What you have to do => What should be copied is the stretch of entries below from the line with "Target: shirt collar" up to and including the line with "Tag a single point on each instance of the person in", exactly and without images.

Point-per-instance localization data
———

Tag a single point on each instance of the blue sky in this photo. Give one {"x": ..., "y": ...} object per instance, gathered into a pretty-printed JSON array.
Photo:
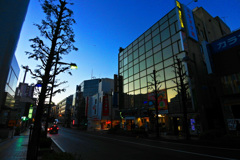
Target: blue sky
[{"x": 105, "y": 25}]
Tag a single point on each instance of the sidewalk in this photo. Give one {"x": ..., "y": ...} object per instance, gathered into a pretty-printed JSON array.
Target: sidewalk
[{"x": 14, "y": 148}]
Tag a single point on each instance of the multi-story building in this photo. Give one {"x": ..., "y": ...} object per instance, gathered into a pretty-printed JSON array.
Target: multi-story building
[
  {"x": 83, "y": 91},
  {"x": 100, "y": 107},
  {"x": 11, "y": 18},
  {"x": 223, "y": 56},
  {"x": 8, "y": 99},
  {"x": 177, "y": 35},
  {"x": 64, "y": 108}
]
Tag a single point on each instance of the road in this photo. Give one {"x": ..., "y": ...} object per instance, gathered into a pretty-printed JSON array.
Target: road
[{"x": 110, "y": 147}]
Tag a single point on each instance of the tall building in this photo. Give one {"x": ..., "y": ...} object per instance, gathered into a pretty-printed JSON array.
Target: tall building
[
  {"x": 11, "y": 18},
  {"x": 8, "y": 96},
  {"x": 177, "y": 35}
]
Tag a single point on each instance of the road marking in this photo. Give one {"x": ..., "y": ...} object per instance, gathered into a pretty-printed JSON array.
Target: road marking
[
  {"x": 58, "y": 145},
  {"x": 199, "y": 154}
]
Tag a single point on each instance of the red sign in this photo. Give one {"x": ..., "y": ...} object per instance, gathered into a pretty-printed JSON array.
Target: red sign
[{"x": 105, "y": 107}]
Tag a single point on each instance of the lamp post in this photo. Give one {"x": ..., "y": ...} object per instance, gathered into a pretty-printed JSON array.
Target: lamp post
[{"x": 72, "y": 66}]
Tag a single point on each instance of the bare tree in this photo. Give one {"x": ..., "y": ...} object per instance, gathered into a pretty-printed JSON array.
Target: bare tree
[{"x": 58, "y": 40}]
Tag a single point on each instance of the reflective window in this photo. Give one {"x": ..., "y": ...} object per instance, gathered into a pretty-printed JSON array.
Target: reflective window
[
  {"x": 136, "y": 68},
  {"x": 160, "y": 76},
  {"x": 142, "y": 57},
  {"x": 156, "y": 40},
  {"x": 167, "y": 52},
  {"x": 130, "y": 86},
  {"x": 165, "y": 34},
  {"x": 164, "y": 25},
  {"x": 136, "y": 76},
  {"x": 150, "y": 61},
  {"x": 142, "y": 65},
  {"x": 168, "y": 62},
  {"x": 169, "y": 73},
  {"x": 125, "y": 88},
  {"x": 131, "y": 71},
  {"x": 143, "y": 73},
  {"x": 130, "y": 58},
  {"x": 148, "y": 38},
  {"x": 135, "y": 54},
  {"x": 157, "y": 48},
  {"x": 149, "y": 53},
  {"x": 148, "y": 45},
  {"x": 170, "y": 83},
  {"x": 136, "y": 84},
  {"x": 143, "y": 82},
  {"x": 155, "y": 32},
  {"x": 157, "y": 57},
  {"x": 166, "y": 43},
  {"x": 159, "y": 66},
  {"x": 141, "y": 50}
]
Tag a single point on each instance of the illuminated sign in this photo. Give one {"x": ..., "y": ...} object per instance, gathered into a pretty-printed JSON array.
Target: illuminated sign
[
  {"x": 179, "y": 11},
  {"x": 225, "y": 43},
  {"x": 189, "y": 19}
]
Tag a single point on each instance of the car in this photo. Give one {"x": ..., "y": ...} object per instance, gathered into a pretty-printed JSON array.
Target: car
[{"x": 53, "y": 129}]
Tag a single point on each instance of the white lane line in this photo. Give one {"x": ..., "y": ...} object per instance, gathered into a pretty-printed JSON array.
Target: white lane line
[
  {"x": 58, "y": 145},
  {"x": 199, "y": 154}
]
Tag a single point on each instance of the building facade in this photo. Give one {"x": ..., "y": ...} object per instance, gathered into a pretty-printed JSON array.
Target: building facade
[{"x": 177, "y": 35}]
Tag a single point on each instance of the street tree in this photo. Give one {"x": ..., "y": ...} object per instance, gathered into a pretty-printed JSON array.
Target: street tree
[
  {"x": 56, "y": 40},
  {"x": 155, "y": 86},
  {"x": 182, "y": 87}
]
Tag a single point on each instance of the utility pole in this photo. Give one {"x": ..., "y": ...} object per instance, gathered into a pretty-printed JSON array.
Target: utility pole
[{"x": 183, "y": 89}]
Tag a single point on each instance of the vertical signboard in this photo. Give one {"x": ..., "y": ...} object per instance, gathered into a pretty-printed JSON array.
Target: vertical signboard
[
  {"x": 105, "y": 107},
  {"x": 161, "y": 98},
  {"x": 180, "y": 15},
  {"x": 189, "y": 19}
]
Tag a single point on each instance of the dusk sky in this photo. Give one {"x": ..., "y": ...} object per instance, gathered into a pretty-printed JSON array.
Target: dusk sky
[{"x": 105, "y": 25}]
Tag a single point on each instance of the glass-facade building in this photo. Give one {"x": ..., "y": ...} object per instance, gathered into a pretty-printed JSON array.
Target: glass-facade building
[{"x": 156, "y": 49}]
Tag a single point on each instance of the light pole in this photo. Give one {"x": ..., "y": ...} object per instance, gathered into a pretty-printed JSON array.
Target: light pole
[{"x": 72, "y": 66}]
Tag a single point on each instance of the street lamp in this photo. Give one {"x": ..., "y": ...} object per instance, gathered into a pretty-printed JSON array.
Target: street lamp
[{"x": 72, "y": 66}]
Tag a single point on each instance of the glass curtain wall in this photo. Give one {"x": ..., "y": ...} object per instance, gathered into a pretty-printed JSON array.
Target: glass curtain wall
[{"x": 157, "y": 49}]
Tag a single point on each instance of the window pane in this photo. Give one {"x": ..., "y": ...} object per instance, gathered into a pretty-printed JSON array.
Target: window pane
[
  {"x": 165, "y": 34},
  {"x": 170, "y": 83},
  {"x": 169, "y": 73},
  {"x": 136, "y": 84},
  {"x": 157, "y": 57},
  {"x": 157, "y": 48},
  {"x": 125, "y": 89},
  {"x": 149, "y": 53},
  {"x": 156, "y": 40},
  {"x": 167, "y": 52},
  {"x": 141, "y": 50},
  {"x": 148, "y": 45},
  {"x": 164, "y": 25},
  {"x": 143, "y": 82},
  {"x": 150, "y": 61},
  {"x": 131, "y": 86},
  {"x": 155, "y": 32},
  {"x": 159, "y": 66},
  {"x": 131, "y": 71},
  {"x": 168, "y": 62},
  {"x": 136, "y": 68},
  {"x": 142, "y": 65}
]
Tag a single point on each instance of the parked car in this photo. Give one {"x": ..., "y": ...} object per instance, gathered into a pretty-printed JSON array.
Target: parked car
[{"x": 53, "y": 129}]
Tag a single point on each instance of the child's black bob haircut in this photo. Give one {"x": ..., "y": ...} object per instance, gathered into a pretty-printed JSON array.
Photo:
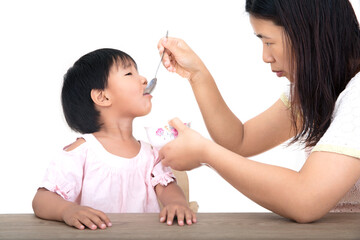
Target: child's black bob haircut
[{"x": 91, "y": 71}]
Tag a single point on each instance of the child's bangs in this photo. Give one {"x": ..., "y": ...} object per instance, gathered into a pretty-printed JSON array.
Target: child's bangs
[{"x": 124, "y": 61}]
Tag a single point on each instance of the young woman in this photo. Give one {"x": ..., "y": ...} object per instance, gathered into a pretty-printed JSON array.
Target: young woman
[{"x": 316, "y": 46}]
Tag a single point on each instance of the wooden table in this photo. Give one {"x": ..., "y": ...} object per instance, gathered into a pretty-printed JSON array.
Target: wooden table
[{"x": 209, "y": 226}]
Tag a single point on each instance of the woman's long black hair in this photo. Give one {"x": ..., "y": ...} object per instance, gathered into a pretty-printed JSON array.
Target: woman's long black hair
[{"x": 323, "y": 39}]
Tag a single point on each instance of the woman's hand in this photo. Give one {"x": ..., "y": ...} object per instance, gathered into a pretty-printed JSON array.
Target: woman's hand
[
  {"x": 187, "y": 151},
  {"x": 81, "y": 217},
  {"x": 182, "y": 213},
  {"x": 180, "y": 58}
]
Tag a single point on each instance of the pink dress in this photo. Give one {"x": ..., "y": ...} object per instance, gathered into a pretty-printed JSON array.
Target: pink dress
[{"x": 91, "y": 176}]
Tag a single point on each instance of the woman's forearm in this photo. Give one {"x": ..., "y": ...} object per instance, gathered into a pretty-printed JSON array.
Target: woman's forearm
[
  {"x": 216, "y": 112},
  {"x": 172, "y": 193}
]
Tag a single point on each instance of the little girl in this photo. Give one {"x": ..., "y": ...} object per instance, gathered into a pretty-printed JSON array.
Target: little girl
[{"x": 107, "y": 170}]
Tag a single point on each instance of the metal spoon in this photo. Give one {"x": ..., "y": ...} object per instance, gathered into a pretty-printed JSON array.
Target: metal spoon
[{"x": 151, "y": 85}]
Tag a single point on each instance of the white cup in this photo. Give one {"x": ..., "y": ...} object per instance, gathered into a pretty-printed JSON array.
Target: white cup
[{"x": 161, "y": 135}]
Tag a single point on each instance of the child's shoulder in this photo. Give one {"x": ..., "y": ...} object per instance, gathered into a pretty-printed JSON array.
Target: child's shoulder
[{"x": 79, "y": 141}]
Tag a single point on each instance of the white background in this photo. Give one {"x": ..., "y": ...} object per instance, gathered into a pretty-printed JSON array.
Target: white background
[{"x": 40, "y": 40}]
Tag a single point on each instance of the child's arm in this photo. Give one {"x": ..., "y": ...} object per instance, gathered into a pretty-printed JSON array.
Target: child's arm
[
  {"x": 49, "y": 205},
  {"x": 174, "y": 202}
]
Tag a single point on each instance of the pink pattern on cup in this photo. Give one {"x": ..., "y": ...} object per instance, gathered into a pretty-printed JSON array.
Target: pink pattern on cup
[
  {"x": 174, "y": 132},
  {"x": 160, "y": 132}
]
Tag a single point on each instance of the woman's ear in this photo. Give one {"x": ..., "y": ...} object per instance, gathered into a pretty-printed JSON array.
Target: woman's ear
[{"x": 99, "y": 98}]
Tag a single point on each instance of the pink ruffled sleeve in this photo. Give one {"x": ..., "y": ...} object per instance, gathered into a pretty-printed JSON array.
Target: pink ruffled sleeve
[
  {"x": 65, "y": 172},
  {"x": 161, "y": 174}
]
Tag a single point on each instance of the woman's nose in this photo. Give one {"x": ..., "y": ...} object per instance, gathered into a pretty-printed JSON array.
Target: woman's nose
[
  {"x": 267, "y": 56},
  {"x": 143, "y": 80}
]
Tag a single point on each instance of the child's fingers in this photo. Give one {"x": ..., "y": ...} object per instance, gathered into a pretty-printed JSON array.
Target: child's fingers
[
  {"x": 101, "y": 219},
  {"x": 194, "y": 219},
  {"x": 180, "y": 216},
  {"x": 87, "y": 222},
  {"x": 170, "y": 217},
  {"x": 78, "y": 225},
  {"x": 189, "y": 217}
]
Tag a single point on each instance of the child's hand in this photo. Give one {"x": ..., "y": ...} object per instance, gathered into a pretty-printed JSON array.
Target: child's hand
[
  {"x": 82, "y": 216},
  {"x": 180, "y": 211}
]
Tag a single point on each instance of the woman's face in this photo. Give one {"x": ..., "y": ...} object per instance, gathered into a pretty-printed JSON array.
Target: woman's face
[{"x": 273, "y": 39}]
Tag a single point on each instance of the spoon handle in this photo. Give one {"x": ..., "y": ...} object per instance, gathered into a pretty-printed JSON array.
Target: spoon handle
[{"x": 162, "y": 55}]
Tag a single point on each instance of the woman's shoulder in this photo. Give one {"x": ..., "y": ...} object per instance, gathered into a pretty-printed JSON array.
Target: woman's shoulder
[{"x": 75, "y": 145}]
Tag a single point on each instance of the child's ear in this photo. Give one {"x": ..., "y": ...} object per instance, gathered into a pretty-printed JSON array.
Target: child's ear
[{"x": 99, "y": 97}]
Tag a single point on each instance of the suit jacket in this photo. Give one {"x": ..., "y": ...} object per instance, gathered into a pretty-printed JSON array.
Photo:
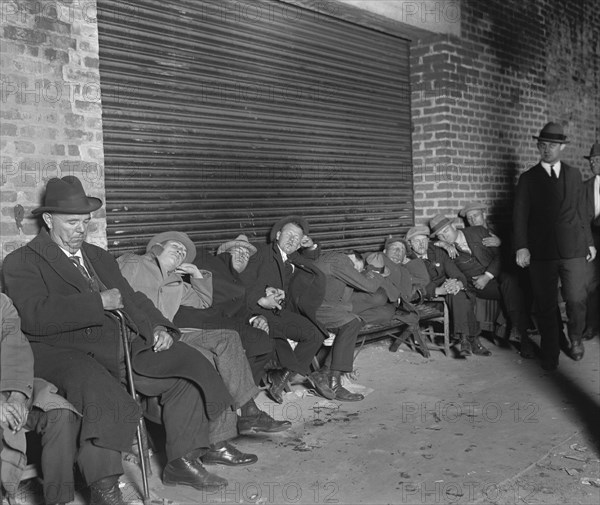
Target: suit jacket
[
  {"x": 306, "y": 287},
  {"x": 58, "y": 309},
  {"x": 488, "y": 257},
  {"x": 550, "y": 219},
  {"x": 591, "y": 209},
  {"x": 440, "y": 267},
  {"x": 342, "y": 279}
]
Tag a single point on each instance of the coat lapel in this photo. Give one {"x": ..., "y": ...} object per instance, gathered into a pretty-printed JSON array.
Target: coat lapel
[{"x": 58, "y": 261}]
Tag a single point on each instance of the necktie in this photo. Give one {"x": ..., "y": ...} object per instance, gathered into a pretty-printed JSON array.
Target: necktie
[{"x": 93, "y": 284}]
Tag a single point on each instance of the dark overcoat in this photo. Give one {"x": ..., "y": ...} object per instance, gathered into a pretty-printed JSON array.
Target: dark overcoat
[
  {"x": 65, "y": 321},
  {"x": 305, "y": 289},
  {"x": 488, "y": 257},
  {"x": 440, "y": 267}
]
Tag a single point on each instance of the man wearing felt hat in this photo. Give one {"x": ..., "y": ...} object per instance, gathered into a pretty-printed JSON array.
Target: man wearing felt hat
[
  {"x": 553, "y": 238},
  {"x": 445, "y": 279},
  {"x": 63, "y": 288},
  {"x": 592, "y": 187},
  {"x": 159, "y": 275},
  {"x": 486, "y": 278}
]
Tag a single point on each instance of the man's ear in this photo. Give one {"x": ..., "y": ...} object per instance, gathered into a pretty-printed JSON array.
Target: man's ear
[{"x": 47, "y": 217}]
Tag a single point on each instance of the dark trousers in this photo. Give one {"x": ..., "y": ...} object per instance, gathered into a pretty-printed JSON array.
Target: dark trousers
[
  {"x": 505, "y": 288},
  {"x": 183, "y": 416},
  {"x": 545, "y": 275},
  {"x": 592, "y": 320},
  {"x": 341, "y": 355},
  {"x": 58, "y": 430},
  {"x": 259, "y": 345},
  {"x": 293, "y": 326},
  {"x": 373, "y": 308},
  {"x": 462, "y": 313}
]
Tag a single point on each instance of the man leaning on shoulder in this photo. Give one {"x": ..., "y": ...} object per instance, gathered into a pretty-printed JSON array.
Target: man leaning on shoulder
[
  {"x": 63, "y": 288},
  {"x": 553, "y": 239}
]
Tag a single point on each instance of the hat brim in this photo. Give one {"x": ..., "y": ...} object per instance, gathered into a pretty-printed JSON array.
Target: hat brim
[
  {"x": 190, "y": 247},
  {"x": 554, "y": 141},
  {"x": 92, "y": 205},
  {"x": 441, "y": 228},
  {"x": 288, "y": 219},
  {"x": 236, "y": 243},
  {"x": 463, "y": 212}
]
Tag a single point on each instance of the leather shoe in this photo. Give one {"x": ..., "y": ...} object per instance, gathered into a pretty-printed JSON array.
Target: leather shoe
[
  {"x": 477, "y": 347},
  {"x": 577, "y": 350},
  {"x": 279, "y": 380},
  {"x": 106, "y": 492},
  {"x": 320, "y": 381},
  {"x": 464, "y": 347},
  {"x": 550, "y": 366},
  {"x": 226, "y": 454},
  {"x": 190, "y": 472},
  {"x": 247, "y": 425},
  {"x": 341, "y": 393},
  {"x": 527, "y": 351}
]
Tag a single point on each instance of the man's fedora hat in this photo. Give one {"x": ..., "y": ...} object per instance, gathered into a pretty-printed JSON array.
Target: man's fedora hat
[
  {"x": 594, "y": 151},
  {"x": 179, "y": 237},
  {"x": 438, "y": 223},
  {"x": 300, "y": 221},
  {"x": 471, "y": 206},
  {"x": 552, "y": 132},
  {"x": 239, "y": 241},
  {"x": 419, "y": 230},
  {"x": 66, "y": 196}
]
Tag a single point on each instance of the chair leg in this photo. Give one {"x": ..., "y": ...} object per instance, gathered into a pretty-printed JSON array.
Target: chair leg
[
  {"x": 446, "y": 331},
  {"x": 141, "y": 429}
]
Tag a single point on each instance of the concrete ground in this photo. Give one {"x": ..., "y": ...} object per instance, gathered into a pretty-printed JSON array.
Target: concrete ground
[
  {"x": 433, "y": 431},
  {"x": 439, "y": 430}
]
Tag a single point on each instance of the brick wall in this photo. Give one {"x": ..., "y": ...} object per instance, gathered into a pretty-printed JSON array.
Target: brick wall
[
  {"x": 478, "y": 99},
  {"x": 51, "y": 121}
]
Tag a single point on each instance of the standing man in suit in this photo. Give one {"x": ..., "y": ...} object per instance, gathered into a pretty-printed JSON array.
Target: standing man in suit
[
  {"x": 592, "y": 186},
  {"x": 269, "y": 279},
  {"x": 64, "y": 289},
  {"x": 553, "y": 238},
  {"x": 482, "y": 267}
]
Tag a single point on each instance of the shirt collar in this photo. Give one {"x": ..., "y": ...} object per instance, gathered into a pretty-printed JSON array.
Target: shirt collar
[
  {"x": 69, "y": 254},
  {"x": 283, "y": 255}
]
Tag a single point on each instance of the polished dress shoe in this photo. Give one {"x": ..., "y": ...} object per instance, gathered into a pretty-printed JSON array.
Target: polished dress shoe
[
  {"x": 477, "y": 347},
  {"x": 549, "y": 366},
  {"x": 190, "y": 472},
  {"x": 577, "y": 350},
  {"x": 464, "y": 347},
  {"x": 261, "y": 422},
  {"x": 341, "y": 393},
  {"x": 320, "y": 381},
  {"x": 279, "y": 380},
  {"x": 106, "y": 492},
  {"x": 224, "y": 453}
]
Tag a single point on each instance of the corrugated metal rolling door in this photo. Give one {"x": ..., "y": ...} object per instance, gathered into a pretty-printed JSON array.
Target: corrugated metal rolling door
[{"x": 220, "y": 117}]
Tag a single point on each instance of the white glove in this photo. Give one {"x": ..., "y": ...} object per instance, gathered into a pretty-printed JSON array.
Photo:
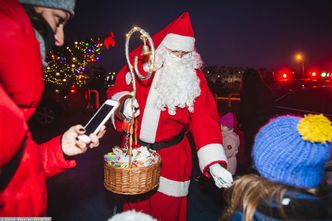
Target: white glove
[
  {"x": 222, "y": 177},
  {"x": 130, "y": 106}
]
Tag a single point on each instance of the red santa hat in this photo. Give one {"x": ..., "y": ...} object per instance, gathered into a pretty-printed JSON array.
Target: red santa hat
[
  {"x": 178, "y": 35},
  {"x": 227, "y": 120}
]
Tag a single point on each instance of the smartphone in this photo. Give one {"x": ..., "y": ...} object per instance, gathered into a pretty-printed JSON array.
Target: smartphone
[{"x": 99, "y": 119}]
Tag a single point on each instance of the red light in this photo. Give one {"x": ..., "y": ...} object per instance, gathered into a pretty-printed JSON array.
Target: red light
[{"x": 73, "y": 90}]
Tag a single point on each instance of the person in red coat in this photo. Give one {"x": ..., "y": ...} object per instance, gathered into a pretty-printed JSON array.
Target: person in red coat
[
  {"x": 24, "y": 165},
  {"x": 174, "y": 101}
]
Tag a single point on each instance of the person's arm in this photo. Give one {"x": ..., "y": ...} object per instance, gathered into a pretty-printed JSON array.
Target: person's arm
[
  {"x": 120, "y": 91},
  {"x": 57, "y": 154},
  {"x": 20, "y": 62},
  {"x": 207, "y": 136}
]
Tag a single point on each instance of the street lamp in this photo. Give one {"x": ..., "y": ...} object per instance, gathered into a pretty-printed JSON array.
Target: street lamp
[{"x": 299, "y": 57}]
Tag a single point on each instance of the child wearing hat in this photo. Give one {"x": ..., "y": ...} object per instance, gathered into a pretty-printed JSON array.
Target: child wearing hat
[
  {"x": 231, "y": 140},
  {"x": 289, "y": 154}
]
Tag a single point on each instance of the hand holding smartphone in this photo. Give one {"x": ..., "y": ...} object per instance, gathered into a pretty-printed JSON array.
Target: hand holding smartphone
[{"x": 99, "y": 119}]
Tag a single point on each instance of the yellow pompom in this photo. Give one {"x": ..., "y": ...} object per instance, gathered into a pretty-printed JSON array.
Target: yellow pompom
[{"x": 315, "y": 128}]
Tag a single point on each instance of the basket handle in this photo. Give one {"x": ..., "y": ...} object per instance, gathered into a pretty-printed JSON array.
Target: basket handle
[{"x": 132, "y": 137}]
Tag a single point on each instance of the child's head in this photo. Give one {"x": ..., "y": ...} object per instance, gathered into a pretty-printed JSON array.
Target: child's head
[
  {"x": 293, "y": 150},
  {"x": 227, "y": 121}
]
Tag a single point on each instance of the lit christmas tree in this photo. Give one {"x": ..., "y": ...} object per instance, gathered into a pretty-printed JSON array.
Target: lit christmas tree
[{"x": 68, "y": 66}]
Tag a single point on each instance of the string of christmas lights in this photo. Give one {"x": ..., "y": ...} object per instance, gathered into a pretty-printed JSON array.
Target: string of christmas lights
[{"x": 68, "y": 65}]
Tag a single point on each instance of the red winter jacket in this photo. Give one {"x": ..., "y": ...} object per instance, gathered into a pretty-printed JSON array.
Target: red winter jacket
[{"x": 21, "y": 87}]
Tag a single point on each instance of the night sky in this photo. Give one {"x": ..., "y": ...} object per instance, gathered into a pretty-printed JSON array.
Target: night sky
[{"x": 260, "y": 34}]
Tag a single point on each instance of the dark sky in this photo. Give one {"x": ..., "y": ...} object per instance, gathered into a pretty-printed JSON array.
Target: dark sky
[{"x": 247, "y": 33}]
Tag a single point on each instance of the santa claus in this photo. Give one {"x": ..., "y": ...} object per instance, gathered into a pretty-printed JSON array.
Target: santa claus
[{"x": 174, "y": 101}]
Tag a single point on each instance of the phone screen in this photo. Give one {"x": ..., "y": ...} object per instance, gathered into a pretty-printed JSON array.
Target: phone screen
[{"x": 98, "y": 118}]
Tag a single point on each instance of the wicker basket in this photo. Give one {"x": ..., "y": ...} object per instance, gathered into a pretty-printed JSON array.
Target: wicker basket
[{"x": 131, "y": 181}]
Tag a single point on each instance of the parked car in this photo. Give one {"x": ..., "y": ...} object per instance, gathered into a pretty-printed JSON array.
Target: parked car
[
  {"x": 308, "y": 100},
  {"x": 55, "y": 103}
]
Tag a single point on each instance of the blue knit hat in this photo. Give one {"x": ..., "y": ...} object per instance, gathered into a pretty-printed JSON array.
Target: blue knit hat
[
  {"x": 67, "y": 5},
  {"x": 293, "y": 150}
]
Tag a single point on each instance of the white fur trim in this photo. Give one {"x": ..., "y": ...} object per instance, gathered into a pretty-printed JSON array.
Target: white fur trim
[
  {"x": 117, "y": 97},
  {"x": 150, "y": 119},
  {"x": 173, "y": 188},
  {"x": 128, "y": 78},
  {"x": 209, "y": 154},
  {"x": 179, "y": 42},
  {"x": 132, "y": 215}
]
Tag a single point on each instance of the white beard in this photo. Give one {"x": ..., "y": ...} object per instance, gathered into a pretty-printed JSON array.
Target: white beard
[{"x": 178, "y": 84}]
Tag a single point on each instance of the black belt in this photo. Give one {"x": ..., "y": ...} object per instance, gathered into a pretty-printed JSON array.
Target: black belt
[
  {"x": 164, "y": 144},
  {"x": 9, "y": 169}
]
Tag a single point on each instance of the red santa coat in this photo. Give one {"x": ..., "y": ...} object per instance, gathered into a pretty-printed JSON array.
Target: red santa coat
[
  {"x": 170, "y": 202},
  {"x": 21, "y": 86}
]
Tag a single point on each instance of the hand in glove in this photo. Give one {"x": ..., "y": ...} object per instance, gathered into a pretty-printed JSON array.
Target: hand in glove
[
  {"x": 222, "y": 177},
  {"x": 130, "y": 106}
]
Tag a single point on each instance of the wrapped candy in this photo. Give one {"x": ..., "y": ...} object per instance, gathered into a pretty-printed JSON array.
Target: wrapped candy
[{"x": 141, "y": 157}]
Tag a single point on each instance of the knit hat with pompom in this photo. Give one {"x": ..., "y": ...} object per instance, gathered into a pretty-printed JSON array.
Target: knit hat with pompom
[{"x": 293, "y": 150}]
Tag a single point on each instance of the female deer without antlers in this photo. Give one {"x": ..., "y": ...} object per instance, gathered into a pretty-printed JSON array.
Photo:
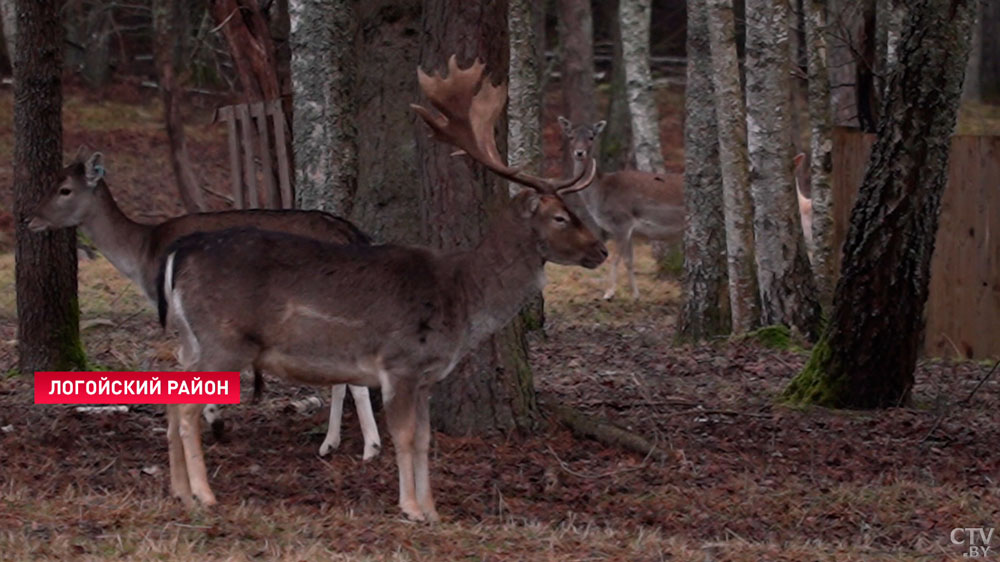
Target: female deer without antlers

———

Output =>
Target: shirt collar
[
  {"x": 69, "y": 254},
  {"x": 283, "y": 255}
]
Tag a single point on each instance of the polished dress shoe in this photo. Give one {"x": ..., "y": ...} object per instance, gathered into a pretty-printed JSON array.
Target: polished dress shoe
[
  {"x": 477, "y": 347},
  {"x": 549, "y": 366},
  {"x": 190, "y": 472},
  {"x": 577, "y": 350},
  {"x": 464, "y": 347},
  {"x": 261, "y": 422},
  {"x": 341, "y": 393},
  {"x": 320, "y": 381},
  {"x": 279, "y": 380},
  {"x": 106, "y": 492},
  {"x": 224, "y": 453}
]
Tag a single point on each instance of the corrugated metal rolling door in this photo. Give one {"x": ..., "y": ...} object per instance, gathered into a pretty-printed JSON array.
Target: corrugated metal rolling door
[{"x": 220, "y": 117}]
Tag a single point on each instance of the white glove in this photo. Give one {"x": ..., "y": ...} object per instance, gathered into a pretty-printed JSON array.
Photo:
Target: white glove
[
  {"x": 222, "y": 177},
  {"x": 130, "y": 106}
]
Tag a single point on each instance of the red santa hat in this photo. Give one {"x": ..., "y": ...} object per instance, gathered into a pretty-printed JSON array.
Target: red santa hat
[
  {"x": 178, "y": 35},
  {"x": 227, "y": 120}
]
Tag a single point on each instance of the smartphone in this photo. Give one {"x": ..., "y": ...} object per instance, gathered into a pretty-printed JSON array.
Target: smartphone
[{"x": 99, "y": 119}]
Tag a single point on each instance of the red light in this photo. Give one {"x": ..., "y": ...} object per instance, gathered into a pretty-printed JSON array.
Target: red light
[{"x": 73, "y": 90}]
Tag a single point on each instance of the person in red coat in this photo. Give one {"x": ..., "y": ...} object per instance, gathered into a pretty-printed JSON array.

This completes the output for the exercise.